## LESETEXT
Es geht um Handelsgeschäfte und technologisch geprägte Dienstleister, bei denen wir ein großes Wachstumspotenzial sehen. Aber wir suchen nicht nur Partner für bestehende Beteiligungen, sondern wollen uns auch selbst an Unternehmen beteiligen.

Wonach suchen Sie?
Interessant sind technologiegetriebene Handelsdienstleister. Die Online- und Offlinewelt verschmelzen immer stärker, und ich bin überzeugt, dass Technologie in den kommenden Jahren für den klassischen stationären Einzelhandel viel wichtiger werden wird. Das fängt bei ganz trivialen Dingen wie Tablets an, mit denen Händler ihre Verkaufsfläche plötzlich um Tausende Produkte erweitern können. Im ganzen Zahlungsbereich stehen wir in Deutschland erst am Anfang. Wenn ich heute in Asien unterwegs bin, habe ich teilweise Schwierigkeiten, bar oder mit Kreditkarte zu zahlen, weil fast alles über das Handy läuft. All das wird die stationäre Handelswelt grundlegend verändern.

Nicht nur zum Guten.
Das hängt davon ab, ob die stationären Einzelhändler die Digitalisierung der Welt erleiden oder sie als Chance betrachten. Jeder Ladeninhaber sollte sich fragen: Wie offen und veränderungswillig bin ich? Umarme ich neue technologische Möglichkeiten, um einen Mehrwert für meine Kunden zu schaffen? Tue ich das, bin ich auf der Gewinnerseite.

Das ist doch graue Theorie. In der Praxis haben doch gerade kleinere Händler im Netz keine Chance, sich gegen die großen Player zu behaupten.

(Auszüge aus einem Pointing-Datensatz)
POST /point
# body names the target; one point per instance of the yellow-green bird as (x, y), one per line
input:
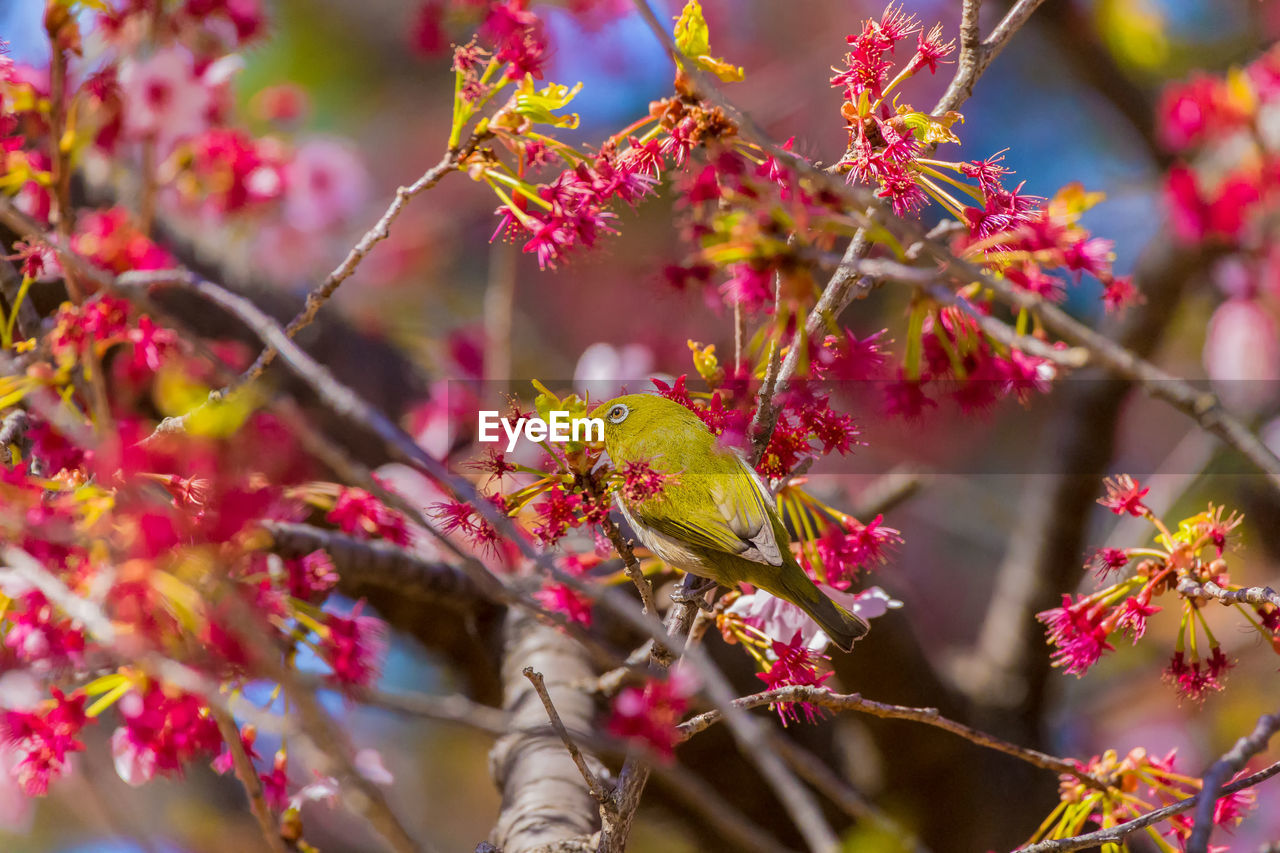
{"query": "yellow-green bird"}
(714, 518)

## ZU ERLEDIGEN
1 - Welche Schwierigkeit beim Bezahlen in Asien wird im Lesetext genannt?
2 - Gib den Absatz des Lesetextes, der mit „Interessant sind technologiegetriebene Handelsdienstleister“ beginnt, als Liste mit seinen wichtigsten Aussagen wieder.
3 - Nenne alle Sätze im Lesetext, die mit einem Fragezeichen enden.

## DIE ANTWORTEN
1 - In Asien ist es teilweise schwierig, bar oder mit Kreditkarte zu zahlen, weil fast alles über das Handy läuft.

2 -
- Technologiegetriebene Handelsdienstleister sind interessant.
- Online- und Offlinewelt verschmelzen immer stärker.
- Technologie wird für den klassischen stationären Einzelhandel in den kommenden Jahren viel wichtiger werden.
- Schon mit Tablets können Händler ihre Verkaufsfläche um Tausende Produkte erweitern.
- Im Zahlungsbereich steht Deutschland erst am Anfang.
- In Asien läuft fast alles über das Handy, sodass Bar- oder Kreditkartenzahlung teilweise schwierig ist.
- All das wird die stationäre Handelswelt grundlegend verändern.

3 -
- Wonach suchen Sie?
- Wie offen und veränderungswillig bin ich?
- Umarme ich neue technologische Möglichkeiten, um einen Mehrwert für meine Kunden zu schaffen?